- _Activity_:
From the listing that follows, extract every line and set it down unaltered.

- _Input material_:
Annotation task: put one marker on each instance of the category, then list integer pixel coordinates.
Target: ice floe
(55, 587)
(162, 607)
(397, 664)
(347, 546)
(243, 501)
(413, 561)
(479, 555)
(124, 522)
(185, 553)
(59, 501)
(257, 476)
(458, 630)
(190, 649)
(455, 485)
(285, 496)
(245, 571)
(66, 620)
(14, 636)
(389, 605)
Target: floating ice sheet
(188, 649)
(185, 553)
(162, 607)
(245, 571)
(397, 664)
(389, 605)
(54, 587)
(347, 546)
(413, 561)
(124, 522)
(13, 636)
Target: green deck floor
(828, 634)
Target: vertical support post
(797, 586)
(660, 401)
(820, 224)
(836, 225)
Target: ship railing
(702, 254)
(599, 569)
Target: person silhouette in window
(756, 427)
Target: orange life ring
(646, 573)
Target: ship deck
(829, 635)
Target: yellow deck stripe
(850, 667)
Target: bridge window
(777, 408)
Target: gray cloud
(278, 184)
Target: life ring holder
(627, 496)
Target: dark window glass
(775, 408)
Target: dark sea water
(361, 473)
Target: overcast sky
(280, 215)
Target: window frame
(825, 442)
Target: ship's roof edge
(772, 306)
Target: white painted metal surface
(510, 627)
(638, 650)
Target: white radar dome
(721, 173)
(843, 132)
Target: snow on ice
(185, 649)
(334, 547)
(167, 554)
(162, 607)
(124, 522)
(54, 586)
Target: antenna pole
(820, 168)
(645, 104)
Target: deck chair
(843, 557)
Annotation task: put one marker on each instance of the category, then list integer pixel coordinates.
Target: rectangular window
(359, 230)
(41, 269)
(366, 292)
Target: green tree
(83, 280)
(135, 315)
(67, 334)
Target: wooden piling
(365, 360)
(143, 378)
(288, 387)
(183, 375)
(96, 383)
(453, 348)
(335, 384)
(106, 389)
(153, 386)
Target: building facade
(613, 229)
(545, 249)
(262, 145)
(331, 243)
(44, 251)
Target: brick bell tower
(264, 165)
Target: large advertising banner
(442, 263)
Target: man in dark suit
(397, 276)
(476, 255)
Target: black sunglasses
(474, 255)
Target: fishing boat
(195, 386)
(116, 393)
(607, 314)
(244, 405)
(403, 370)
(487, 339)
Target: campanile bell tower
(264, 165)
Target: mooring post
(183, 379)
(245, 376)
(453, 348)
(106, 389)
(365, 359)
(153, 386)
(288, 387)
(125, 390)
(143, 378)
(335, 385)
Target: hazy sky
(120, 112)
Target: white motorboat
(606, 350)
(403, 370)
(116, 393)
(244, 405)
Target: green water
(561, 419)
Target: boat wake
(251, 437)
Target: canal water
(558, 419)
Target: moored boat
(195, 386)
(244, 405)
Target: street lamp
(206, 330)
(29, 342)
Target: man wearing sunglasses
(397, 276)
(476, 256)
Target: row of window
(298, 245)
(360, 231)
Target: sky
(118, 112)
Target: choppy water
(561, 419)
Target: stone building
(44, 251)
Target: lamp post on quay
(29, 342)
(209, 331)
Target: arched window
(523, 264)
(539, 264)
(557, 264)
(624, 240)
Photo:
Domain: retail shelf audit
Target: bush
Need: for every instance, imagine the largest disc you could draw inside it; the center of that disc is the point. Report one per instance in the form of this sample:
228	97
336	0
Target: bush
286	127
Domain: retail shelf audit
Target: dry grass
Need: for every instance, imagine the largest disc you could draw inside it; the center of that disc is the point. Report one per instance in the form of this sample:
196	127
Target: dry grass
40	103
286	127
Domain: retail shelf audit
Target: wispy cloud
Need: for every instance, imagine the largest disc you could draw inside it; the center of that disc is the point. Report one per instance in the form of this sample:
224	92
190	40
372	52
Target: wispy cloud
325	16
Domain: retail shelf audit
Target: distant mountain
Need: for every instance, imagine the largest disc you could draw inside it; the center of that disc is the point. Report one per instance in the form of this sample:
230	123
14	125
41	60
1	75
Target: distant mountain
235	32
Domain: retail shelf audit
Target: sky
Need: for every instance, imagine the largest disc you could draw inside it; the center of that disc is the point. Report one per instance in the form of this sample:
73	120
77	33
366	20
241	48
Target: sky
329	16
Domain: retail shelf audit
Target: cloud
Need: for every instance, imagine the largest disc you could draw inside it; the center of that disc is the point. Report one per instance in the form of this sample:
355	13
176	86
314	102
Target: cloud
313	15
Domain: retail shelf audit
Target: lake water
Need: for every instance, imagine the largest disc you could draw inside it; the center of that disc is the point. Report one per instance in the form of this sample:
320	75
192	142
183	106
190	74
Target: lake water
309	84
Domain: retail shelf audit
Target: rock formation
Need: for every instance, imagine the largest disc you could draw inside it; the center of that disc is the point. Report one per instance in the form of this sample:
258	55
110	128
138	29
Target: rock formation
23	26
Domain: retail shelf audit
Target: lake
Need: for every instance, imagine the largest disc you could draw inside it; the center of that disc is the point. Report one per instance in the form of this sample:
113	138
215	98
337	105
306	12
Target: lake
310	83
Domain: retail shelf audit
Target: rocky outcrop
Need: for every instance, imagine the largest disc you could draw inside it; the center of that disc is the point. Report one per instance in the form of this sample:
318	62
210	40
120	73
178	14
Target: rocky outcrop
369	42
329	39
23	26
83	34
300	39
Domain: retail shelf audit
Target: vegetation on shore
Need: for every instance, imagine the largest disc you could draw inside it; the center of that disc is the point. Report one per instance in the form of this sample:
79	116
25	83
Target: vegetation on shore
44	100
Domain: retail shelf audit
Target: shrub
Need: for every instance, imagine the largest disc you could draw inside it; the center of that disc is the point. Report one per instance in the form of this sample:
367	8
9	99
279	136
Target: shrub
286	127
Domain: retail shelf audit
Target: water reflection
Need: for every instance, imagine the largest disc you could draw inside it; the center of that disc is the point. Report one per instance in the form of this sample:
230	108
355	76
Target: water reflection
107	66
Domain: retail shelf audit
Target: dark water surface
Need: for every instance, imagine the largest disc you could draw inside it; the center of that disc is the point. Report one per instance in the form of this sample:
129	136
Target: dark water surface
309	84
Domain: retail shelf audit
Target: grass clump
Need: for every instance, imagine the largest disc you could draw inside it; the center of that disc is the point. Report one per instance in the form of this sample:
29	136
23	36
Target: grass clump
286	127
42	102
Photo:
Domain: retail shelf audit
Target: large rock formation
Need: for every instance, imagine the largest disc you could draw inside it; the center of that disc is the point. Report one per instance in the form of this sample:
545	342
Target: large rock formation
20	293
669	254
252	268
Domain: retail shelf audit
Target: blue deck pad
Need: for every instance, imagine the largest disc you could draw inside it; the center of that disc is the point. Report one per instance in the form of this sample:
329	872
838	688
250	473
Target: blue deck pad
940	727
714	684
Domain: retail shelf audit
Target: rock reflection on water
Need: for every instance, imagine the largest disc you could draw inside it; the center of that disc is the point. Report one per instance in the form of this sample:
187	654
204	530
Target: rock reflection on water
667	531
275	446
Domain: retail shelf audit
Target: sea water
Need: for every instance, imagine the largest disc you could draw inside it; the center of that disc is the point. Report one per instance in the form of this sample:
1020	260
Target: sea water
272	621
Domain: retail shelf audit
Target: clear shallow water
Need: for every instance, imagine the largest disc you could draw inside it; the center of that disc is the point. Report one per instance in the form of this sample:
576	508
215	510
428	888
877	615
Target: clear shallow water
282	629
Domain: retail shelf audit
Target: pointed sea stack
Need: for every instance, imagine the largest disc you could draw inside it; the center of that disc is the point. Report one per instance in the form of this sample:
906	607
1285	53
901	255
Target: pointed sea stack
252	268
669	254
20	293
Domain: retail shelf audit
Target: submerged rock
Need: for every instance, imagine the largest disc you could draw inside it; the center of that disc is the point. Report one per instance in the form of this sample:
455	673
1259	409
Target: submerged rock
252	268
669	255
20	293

- _Completed exercise_:
Annotation task: put one marker on each instance of the category, then list integer pixel coordinates.
Target: ice floe
(55, 587)
(162, 607)
(397, 664)
(347, 546)
(243, 501)
(413, 561)
(479, 555)
(124, 522)
(185, 553)
(59, 501)
(257, 476)
(458, 630)
(190, 649)
(455, 485)
(285, 496)
(245, 571)
(66, 620)
(14, 636)
(389, 605)
Target: floating ice sheet
(188, 649)
(185, 553)
(162, 607)
(245, 571)
(397, 664)
(389, 605)
(54, 587)
(347, 546)
(413, 561)
(124, 522)
(13, 636)
Target: green deck floor
(828, 634)
Target: vertical support post
(797, 586)
(660, 401)
(820, 224)
(836, 225)
Target: ship railing
(702, 254)
(599, 569)
Target: person silhouette in window
(756, 427)
Target: orange life ring
(646, 573)
Target: ship deck
(829, 635)
Target: yellow deck stripe
(850, 667)
Target: bridge window
(777, 408)
Target: gray cloud
(278, 184)
Target: life ring holder
(627, 496)
Target: dark window glass
(775, 408)
Target: dark sea water
(361, 473)
Target: overcast sky
(280, 215)
Target: window frame
(825, 442)
Target: ship's roof edge
(772, 306)
Target: white painted metal surface
(510, 627)
(638, 650)
Target: white radar dome
(721, 173)
(843, 132)
Target: snow on ice
(185, 649)
(334, 547)
(167, 554)
(162, 607)
(124, 522)
(54, 586)
Target: antenna pole
(820, 168)
(645, 104)
Target: deck chair
(843, 557)
Annotation task: put one marker on each instance of the category, then list integer pixel coordinates.
Target: rectangular window
(359, 230)
(41, 269)
(366, 292)
Target: green tree
(83, 280)
(135, 315)
(67, 334)
Target: wooden piling
(365, 360)
(143, 378)
(288, 387)
(183, 375)
(96, 383)
(453, 348)
(335, 384)
(106, 389)
(153, 386)
Target: building facade
(613, 229)
(545, 249)
(262, 145)
(331, 243)
(44, 251)
Target: brick bell tower
(264, 165)
Target: large advertising banner
(442, 263)
Target: man in dark suit
(397, 276)
(476, 255)
Target: black sunglasses
(474, 255)
Target: fishing boat
(195, 386)
(116, 393)
(607, 314)
(244, 405)
(403, 370)
(487, 339)
Target: campanile bell tower
(264, 165)
Target: mooring post
(183, 379)
(245, 376)
(453, 348)
(106, 389)
(365, 359)
(153, 386)
(288, 387)
(125, 390)
(143, 378)
(335, 385)
Target: hazy sky
(120, 112)
Target: white motorboat
(606, 350)
(403, 370)
(116, 393)
(244, 405)
Target: green water
(561, 419)
Target: boat wake
(251, 437)
Target: canal water
(558, 419)
Target: moored boat
(195, 386)
(244, 405)
Target: street lamp
(206, 330)
(29, 342)
Target: man wearing sunglasses
(397, 276)
(476, 256)
Target: row of window
(298, 245)
(360, 231)
Target: sky
(118, 112)
Target: choppy water
(561, 419)
Target: stone building
(44, 251)
Target: lamp post on quay
(29, 342)
(209, 331)
Target: arched window
(523, 264)
(539, 264)
(557, 264)
(624, 240)
Photo:
Domain: retail shelf audit
Target: bush
Need: for every instance, imagine the largest disc you could draw inside it; the center of that disc is the point. Report one per instance in the form of this sample:
228	97
336	0
Target: bush
286	127
Domain: retail shelf audit
Target: dry grass
Need: for every instance, imagine the largest disc you could draw inside it; the center of that disc is the point. Report one per instance in the form of this sample:
196	127
Target: dry grass
40	103
286	127
Domain: retail shelf audit
Target: wispy cloud
Need: for every instance, imagine the largest disc you could draw inside it; the center of that disc is the point. Report one per instance in the form of this sample:
224	92
190	40
372	52
Target: wispy cloud
325	16
Domain: retail shelf audit
Target: distant mountain
Need: for every instance, imagine the largest disc you could draw inside it; the center of that disc is the point. Report one per instance in the form of this sample:
230	123
14	125
41	60
1	75
Target: distant mountain
235	32
Domain: retail shelf audit
Target: sky
Need: for every instance, imagine the largest disc you could draw inside it; the center of that disc is the point. Report one per instance in the form of this sample:
73	120
77	33
366	20
241	48
Target: sky
329	16
Domain: retail shelf audit
Target: cloud
Need: for every instance, imagine the largest disc you could draw inside it; the center of that disc is the point. Report one per instance in the form of this sample:
355	13
176	86
314	102
Target: cloud
313	15
Domain: retail shelf audit
Target: lake water
Need: for every instance, imagine the largest disc you could draw inside it; the center of that disc is the point. Report one per instance in the form of this sample:
320	75
192	142
183	106
190	74
Target: lake water
309	84
Domain: retail shelf audit
Target: rock formation
Need: for every instance, imagine the largest disc you could draw inside it; the center of that disc is the point. Report one per instance in the form of this sample:
258	55
110	128
138	29
Target: rock formation
23	26
Domain: retail shelf audit
Target: lake
Need: for every instance, imagine the largest disc you could draw inside it; the center of that disc is the point. Report one per instance in the form of this sample:
113	138
215	98
337	105
306	12
Target: lake
310	83
Domain: retail shelf audit
Target: rocky outcrop
Need: for every instance, imagine the largest disc you could draw inside it; the center of that disc is the point. Report one per instance in the form of this sample:
318	62
210	40
120	73
178	14
Target: rocky outcrop
369	42
329	39
23	26
83	34
300	39
Domain: retail shelf audit
Target: vegetation on shore
Need: for every instance, imagine the largest disc you could draw inside it; the center of that disc is the point. Report one per instance in the form of this sample:
79	116
25	83
Target: vegetation on shore
44	100
Domain: retail shelf audit
Target: shrub
Need: for every instance, imagine the largest disc you could draw inside it; the center of that disc is the point. Report one per instance in the form of this sample:
367	8
9	99
279	136
Target: shrub
286	127
Domain: retail shelf audit
Target: water reflection
Need: for every instance, imagine the largest disc you could draw inside it; the center of that disc is the point. Report one per instance in the form of this sample:
230	108
355	76
Target: water reflection
107	66
Domain: retail shelf audit
Target: dark water surface
Need: for every instance, imagine the largest disc you could draw inside it; the center of that disc is the point. Report one per instance in the form of this sample:
129	136
Target: dark water surface
309	84
Domain: retail shelf audit
Target: grass clump
Need: for every instance, imagine the largest disc you could draw inside it; the center of that disc is the point. Report one per instance in the form of this sample:
29	136
23	36
Target: grass clump
286	127
42	102
Photo:
Domain: retail shelf audit
Target: large rock formation
Need: for every instance, imagine the largest disc you could draw inside it; the center of that disc is the point. Report one per instance in the form of this sample:
545	342
Target: large rock formation
20	293
669	254
252	268
Domain: retail shelf audit
Target: blue deck pad
Need: for every instance, imagine the largest disc you could draw inside it; the center of that disc is the point. Report one per instance in the form of this sample:
329	872
838	688
250	473
Target: blue deck pad
940	727
714	684
Domain: retail shelf audit
Target: rock reflection on water
Need: for every instance, imagine the largest disc you could draw inside it; the center of that disc is the point. Report one per instance in the form of this sample:
187	654
204	530
Target: rock reflection on water
667	531
275	446
Domain: retail shelf audit
Target: sea water
Need: for every instance, imagine the largest disc you could draw inside it; the center of that disc is the point. Report one per instance in the form of this sample:
1020	260
Target: sea water
272	621
Domain: retail shelf audit
Target: clear shallow water
Need: for every instance, imagine the largest disc you could draw inside it; the center of that disc is the point. Report one per instance in the form of this sample:
576	508
215	510
428	888
877	615
Target: clear shallow water
282	629
Domain: retail shelf audit
Target: pointed sea stack
Need: for every instance, imagine the largest disc you could draw inside it; the center of that disc is the point. Report one per instance in the form of this sample:
906	607
1285	53
901	255
Target: pointed sea stack
252	268
669	254
20	293
Domain: retail shelf audit
Target: submerged rock
Need: for every instance, imagine the largest disc you could draw inside it; the center of that disc is the point. Report one per instance in the form of this sample:
455	673
1259	409
Target: submerged rock
252	268
669	255
20	293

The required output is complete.